- [DESCRIPTION OF THE TASK]: In the rows below, copy everything from the line containing "Tag the rock outcrop in the image above." down to the line containing "[19,129,76,155]", both ends included. Scale every bounding-box coordinate by 0.6 and round to whole numbers, with halves rounding up; leave all other text unchanged.

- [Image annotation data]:
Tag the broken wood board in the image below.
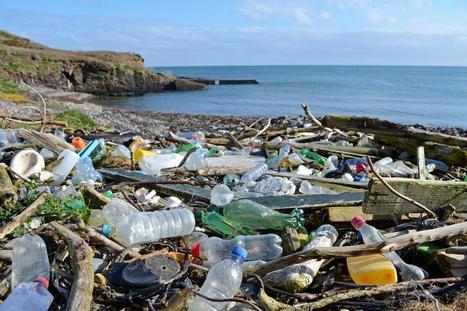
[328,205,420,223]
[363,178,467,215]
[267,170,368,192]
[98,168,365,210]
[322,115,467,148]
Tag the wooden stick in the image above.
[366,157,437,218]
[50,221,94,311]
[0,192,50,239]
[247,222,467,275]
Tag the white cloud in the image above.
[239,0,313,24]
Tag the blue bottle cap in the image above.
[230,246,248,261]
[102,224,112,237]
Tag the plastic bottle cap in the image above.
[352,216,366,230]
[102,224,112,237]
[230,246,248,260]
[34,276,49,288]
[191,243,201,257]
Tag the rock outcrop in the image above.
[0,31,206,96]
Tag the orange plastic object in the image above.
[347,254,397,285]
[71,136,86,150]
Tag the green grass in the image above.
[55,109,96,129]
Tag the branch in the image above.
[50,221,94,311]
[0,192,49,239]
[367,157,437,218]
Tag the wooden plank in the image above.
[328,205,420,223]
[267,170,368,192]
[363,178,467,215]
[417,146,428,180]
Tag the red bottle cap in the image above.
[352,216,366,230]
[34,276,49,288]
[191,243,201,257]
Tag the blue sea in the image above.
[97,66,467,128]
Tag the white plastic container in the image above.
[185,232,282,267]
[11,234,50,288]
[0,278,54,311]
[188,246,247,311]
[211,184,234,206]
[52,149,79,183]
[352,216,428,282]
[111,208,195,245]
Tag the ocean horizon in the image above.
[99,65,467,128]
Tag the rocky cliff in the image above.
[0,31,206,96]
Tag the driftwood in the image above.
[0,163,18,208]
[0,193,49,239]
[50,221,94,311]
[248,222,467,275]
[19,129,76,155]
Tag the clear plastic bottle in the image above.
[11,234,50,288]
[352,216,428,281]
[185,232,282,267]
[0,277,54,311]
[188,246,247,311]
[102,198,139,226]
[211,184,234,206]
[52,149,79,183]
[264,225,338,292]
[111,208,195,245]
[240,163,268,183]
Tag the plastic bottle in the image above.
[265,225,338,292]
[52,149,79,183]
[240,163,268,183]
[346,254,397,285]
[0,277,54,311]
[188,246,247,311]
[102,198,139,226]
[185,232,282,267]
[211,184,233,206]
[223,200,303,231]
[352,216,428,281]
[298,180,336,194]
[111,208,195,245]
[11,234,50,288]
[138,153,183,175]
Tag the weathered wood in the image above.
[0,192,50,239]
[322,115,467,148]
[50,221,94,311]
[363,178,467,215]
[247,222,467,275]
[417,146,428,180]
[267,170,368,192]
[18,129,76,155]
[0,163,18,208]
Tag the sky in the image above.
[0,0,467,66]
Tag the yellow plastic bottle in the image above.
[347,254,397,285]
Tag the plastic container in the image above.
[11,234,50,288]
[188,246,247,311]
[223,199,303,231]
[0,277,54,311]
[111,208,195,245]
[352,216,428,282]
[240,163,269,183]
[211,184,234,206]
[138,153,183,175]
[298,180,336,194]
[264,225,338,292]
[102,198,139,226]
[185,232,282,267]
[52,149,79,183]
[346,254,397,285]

- [ANSWER TO THIS PROBLEM]:
Tag the rock outcrop in the image above.
[0,19,124,58]
Tag the orange plastic object in the image above.
[208,152,238,171]
[43,82,52,90]
Tag the green grass in the image above.
[33,65,58,77]
Tag the branch in the image above.
[30,133,56,187]
[0,115,29,143]
[220,94,262,131]
Tag the wooden plank in the image above.
[197,123,252,134]
[160,102,221,115]
[218,107,280,129]
[250,88,257,108]
Tag the red bottle cap in the image above.
[211,130,220,138]
[20,166,29,173]
[115,146,121,154]
Tag the blue sea in the image above.
[58,40,280,77]
Tag the white plastic container in the image above.
[111,139,169,160]
[7,140,30,173]
[0,167,32,187]
[113,148,148,187]
[127,110,140,124]
[31,89,47,110]
[211,130,257,169]
[67,125,117,147]
Tag the ocean horizon in the image above.
[59,39,280,77]
Tag the rocky cliff in the image above.
[0,19,124,58]
Tag the driftwood in the image above.
[0,98,11,125]
[0,116,29,143]
[30,133,56,187]
[149,133,280,165]
[11,77,46,93]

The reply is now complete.